Annotation dataset entries
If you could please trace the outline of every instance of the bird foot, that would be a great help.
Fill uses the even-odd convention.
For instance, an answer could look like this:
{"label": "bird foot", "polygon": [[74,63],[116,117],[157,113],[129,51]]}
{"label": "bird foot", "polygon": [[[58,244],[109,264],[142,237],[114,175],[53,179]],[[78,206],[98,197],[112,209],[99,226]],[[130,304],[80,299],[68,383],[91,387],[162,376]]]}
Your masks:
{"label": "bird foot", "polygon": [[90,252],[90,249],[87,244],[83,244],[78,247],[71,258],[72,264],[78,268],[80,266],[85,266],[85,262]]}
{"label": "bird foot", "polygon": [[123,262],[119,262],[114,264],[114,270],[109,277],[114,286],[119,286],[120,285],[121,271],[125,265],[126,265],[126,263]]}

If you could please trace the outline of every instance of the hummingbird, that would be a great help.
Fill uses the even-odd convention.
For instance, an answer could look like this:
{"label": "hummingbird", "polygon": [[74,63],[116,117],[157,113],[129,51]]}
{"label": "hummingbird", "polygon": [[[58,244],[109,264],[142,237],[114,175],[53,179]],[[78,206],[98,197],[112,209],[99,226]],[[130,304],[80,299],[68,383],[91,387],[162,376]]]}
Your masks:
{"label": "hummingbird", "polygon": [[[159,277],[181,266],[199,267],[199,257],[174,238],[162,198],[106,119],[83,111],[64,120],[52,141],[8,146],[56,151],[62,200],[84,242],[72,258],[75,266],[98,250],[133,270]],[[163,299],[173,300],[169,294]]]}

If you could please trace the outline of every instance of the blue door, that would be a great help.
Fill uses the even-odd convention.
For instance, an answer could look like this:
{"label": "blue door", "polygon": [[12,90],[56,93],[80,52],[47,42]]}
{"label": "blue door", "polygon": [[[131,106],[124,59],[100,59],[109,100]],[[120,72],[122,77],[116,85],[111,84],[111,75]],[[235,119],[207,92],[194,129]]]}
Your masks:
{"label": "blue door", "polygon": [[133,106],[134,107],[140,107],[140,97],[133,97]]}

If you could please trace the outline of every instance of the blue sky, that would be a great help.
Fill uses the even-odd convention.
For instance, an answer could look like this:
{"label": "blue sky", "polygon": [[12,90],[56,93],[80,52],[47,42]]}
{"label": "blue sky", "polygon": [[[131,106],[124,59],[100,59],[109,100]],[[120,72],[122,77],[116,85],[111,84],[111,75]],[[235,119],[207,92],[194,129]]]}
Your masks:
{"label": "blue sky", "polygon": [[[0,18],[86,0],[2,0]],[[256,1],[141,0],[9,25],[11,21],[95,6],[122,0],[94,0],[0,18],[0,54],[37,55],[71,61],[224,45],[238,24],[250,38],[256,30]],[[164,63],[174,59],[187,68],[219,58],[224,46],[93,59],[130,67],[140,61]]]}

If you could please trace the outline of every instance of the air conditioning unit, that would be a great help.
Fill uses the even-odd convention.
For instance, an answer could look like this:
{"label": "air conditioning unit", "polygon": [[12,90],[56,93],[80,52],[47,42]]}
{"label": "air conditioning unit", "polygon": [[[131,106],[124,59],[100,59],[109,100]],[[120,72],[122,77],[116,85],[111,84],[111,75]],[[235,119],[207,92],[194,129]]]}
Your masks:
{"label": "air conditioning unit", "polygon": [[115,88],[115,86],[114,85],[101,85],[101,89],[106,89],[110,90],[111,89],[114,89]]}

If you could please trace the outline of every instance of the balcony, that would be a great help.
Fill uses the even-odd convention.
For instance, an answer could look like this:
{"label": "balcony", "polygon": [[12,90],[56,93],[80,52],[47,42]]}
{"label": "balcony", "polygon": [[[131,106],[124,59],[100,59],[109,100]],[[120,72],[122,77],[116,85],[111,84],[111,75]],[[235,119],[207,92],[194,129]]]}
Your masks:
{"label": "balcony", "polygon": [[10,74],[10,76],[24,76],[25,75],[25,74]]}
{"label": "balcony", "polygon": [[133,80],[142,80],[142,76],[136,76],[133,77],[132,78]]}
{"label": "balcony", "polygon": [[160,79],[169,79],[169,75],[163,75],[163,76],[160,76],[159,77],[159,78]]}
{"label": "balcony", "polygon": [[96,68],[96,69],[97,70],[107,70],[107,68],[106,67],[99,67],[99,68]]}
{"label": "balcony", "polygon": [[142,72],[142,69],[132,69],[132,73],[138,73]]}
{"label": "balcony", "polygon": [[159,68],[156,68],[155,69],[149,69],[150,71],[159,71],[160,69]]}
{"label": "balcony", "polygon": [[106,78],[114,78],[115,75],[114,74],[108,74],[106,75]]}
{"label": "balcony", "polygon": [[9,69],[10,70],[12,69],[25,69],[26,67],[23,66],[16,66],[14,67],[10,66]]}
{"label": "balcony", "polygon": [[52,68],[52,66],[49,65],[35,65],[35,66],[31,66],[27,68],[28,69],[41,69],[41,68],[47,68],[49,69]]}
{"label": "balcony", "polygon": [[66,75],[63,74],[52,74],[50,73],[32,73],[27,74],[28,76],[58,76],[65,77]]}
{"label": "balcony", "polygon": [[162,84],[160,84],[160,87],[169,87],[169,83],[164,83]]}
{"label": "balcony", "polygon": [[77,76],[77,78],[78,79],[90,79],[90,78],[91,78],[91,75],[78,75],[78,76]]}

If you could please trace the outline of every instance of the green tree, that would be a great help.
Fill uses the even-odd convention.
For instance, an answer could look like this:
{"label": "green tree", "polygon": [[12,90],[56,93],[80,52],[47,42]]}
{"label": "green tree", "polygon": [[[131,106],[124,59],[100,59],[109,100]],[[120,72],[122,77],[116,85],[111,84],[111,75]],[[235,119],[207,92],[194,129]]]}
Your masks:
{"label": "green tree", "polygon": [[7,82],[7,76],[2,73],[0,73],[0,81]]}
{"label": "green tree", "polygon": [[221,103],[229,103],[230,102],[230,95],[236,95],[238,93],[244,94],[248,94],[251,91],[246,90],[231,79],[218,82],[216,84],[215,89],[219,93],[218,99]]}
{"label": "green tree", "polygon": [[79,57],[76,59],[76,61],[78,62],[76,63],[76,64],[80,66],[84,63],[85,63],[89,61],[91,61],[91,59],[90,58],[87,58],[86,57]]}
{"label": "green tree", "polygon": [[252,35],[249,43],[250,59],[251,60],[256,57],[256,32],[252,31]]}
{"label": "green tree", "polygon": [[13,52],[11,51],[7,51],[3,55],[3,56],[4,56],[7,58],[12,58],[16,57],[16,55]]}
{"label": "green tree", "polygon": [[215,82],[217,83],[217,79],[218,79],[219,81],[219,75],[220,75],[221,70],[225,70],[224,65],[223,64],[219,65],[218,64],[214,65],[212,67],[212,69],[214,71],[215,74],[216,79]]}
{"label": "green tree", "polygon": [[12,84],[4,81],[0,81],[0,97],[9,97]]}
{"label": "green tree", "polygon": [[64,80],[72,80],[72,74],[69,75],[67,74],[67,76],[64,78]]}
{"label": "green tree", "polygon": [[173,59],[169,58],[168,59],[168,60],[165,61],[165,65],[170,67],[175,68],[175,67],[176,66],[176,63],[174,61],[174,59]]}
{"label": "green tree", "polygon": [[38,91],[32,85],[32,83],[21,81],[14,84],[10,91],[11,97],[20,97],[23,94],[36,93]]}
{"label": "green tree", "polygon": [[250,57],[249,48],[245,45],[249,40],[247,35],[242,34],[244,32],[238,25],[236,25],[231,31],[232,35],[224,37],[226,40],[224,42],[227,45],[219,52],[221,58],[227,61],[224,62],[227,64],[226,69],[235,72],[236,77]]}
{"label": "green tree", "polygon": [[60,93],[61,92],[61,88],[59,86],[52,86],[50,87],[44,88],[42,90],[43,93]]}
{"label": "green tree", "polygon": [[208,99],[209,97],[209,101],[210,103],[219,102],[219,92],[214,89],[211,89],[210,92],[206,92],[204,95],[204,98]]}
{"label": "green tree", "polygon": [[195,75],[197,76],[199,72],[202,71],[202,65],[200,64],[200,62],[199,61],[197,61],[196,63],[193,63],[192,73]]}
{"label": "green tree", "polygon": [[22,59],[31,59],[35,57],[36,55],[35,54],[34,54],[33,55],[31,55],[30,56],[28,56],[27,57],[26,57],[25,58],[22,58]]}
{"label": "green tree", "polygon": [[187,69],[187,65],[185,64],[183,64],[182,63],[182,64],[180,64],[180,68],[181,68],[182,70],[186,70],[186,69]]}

What you need to do
Extract each line of the listing above that contains the string "outline". Reproduce those lines in their original order.

Exercise response
If you could please trace the outline of every instance of the bird foot, that would be a great help.
If you could please trace the outline of every instance of the hummingbird, that would be a great help.
If you could please trace the outline of every instance of the blue door, that would be a great help.
If you could please trace the outline of every instance of the blue sky, that would be a great help.
If you could please trace the outline of every instance of the air conditioning unit, that would be a great help.
If you could please trace the outline of every instance of the balcony, that would be a great help.
If you could please trace the outline of every instance of the green tree, that would be a great help.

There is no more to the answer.